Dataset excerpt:
----
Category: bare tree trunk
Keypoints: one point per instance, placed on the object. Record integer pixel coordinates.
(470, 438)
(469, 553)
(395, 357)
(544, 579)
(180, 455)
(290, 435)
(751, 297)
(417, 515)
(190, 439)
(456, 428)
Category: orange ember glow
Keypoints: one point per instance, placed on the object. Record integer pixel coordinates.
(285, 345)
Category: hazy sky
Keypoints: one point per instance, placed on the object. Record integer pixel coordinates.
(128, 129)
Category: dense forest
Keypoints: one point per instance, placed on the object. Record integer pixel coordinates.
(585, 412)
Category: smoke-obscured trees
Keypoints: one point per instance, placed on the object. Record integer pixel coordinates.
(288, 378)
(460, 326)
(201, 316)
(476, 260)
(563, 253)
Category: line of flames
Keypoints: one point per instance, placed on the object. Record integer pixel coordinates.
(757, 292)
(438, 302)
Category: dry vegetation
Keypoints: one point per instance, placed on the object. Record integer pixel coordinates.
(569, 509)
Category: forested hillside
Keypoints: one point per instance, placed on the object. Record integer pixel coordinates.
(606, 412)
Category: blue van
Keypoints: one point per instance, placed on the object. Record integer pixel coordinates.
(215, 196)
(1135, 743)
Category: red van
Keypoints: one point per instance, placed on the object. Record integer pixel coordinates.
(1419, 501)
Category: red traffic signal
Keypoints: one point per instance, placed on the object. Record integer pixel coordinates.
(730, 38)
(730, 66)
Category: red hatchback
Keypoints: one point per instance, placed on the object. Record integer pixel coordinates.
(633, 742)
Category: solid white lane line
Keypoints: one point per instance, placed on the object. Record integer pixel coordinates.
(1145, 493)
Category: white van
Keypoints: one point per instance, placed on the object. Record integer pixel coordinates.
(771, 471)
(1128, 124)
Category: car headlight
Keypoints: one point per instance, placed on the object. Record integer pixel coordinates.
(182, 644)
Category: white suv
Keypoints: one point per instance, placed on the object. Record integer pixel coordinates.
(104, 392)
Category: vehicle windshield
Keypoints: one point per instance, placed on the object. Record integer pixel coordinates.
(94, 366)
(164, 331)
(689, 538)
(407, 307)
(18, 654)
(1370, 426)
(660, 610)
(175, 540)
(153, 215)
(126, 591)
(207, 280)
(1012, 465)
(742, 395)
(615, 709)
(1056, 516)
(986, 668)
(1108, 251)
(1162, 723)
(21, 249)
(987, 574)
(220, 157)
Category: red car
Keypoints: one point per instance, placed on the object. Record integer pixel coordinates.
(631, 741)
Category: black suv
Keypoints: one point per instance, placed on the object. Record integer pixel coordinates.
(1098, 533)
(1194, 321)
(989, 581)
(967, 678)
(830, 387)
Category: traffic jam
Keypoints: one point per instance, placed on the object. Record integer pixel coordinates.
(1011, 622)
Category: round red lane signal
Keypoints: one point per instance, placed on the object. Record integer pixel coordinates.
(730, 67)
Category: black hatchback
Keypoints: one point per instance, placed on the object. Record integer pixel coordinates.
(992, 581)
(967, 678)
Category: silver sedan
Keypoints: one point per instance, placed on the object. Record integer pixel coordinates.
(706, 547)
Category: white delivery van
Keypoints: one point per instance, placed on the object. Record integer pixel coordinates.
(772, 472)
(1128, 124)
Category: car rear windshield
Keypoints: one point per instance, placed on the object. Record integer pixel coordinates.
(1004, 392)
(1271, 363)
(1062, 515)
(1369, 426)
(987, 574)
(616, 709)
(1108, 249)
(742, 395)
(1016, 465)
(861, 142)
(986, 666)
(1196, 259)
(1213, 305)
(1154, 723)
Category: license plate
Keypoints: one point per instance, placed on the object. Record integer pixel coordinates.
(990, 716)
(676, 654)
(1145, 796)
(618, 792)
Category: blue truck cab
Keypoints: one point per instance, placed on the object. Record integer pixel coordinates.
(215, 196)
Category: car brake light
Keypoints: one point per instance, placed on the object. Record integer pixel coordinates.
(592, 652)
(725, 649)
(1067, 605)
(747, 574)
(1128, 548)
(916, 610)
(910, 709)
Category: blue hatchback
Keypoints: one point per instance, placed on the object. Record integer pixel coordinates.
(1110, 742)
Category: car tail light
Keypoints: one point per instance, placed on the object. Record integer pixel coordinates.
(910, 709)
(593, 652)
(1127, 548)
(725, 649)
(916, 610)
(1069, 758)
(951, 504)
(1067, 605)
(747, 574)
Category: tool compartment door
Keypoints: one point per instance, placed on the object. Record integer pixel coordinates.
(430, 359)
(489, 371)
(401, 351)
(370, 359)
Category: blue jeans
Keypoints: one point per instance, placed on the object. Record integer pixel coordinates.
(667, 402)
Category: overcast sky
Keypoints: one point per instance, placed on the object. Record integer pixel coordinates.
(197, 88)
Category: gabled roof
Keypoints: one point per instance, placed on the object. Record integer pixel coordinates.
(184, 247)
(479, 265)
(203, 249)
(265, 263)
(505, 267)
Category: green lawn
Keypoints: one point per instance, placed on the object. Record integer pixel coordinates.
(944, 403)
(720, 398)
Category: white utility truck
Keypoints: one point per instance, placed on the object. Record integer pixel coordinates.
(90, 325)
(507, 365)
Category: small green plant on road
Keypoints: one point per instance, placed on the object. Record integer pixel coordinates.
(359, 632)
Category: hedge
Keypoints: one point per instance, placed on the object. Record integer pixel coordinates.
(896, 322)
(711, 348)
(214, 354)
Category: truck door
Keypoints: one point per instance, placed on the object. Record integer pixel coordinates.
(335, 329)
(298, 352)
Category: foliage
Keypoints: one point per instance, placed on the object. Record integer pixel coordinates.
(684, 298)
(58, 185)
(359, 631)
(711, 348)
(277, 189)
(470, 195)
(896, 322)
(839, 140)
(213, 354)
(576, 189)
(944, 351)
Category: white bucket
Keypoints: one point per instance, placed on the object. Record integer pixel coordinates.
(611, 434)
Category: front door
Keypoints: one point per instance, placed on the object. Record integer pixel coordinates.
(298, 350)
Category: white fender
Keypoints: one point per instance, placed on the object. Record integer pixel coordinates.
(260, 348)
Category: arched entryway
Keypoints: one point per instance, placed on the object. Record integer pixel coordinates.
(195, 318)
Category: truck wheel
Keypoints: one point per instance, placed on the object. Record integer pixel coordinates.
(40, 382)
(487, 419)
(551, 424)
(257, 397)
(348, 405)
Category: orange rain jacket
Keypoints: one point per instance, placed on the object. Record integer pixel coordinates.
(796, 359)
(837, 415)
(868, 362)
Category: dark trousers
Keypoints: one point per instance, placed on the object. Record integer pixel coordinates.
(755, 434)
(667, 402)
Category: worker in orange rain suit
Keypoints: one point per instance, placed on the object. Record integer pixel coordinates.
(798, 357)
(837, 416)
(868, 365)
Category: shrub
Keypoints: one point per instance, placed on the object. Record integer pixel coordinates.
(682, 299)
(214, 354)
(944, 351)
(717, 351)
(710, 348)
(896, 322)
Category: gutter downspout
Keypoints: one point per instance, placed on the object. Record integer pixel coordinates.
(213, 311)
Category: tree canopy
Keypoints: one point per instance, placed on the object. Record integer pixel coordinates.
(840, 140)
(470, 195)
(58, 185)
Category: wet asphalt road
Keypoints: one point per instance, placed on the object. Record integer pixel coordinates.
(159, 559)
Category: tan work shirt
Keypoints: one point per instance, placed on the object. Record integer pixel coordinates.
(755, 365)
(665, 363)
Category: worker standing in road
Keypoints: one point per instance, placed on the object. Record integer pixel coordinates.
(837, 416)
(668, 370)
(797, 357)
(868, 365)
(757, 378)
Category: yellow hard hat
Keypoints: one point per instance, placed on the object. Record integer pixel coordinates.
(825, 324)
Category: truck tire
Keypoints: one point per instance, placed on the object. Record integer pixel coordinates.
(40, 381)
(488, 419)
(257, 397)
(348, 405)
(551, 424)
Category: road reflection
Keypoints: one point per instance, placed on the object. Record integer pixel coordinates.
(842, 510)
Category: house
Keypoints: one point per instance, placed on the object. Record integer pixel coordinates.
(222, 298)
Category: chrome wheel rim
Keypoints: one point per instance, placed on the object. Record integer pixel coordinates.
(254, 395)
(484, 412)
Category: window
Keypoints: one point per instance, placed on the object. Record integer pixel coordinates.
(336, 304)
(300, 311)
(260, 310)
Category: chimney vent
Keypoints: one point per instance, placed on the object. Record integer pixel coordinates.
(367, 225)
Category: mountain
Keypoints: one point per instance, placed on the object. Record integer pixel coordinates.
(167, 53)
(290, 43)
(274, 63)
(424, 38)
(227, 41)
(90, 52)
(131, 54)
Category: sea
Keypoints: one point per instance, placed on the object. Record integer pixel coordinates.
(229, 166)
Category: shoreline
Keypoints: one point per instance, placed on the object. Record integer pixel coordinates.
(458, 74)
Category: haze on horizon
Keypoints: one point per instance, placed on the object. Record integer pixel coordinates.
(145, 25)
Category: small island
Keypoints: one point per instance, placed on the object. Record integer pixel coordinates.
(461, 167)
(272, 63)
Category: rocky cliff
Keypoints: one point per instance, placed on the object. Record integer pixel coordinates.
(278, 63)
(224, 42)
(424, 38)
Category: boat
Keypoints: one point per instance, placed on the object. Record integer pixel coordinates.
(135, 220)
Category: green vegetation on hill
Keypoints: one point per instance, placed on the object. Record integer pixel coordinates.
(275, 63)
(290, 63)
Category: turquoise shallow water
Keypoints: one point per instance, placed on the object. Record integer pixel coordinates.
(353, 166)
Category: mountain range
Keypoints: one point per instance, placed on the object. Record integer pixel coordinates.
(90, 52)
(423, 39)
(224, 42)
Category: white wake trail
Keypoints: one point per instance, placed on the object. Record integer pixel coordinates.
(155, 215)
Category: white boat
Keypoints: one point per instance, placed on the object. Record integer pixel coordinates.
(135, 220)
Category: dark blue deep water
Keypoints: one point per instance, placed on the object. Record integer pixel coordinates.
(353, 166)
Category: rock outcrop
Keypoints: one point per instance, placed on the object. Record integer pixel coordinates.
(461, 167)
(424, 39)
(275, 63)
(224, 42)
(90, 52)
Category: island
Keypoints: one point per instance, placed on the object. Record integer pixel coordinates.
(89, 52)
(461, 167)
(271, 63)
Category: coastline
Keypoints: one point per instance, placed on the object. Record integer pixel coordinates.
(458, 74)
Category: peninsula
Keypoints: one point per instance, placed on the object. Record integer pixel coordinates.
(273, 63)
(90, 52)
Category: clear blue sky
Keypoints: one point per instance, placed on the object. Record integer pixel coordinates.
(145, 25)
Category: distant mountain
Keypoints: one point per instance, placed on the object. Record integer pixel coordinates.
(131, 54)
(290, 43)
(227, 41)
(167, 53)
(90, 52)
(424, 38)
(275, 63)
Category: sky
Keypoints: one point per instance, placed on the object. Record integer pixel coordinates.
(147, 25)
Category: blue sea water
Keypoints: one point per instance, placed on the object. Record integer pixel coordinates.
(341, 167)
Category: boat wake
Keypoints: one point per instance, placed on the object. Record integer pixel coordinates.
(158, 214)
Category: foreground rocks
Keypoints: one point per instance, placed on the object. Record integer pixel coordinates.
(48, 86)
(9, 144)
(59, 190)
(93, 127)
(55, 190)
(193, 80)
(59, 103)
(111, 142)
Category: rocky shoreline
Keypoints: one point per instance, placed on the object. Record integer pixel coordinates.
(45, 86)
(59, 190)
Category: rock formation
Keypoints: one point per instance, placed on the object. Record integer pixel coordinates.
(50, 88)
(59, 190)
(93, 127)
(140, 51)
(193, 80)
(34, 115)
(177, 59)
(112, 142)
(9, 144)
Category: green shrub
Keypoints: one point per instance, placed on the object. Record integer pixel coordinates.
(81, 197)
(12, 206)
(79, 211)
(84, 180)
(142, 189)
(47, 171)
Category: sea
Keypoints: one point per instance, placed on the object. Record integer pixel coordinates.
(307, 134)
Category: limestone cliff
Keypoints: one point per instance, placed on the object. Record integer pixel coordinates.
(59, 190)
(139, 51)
----
**What to work on:** From the line containing "Category: peninsula" down to the last line, reproduce the records exactly. Include both ends.

**Full answer:**
Category: peninsula
Keypoints: one point per instance, placed on the object. Record integer pixel coordinates.
(273, 63)
(90, 52)
Category: clear blue sky
Keypoints: one point per instance, placed on the object. Record integer pixel coordinates.
(145, 25)
Category: distant mountain
Keypoints: one point per instance, placed on the object. Record integer pixel coordinates.
(131, 54)
(290, 43)
(227, 41)
(167, 53)
(90, 52)
(424, 38)
(275, 63)
Category: sky
Keypoints: one point per instance, placed on the object. Record integer pixel coordinates.
(147, 25)
Category: blue sea water
Keypoints: one point per instance, placed on the object. Record integer pixel coordinates.
(341, 167)
Category: boat wake
Keypoints: one point per instance, placed on the object. Record integer pixel coordinates.
(158, 214)
Category: foreground rocks
Keypoints: one point per instance, placed on the object. Record integer pixel coordinates.
(48, 86)
(9, 144)
(59, 190)
(93, 127)
(55, 190)
(193, 80)
(59, 103)
(111, 142)
Category: rocky shoreline
Keypoints: one point per instance, placed on the object. Record integer pixel coordinates.
(45, 86)
(59, 190)
Category: rock formation
Keypoints: one point per instance, placed on the object. Record integer pixel coordinates.
(50, 88)
(59, 190)
(93, 127)
(140, 51)
(193, 80)
(34, 115)
(177, 59)
(112, 142)
(9, 144)
Category: green shrub
Keypoints: one point per instance, placed on the object. Record integer pixel coordinates.
(81, 197)
(12, 206)
(79, 211)
(84, 180)
(142, 189)
(47, 171)
Category: sea
Keypoints: one point per instance, placed on the object. Record integer pixel coordinates.
(307, 134)
Category: limestone cliff
Keypoints: one point per instance, placed on the object. Record integer pixel coordinates.
(59, 190)
(139, 51)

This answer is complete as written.